Passage fourni ->
Genre : Thriller, policier, giallo (interdit aux - 12 ans)
Année : 1971
Durée : 1h32
Synopsis :
John, qui vient de quitter sa fiancée Isabel, est attaqué sauvagement dans la rue. Walter et son amie Julia sont témoins de la scène et racontent l'agression au journaliste Andrea Bild, un spécialiste des affaires criminelles. Ce dernier, malgré l'opposition de la police, entreprend une enquête. Soupçonné d'une série de meurtres, il devra retrouver l'assassin pour se justifier.

Travail demandé ->
Selon le passage fourni, quel métier exerce Andrea Bild ? La liste ci-dessous provient d'une source différente.

Données fournies ->
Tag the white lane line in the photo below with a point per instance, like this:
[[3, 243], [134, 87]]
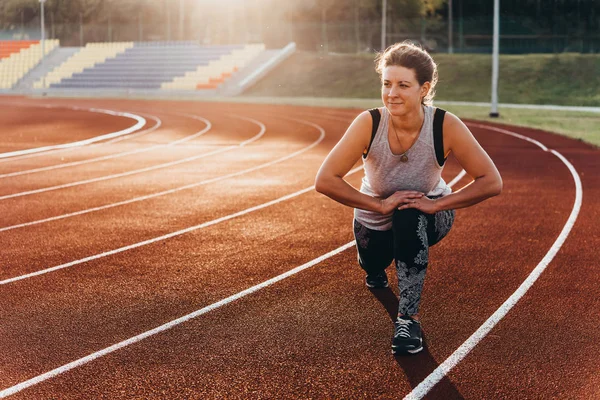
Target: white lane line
[[91, 160], [117, 139], [84, 360], [141, 121], [438, 374], [127, 173], [186, 230], [157, 194], [77, 363]]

Réponse au problème ->
Il est journaliste, spécialiste des affaires criminelles.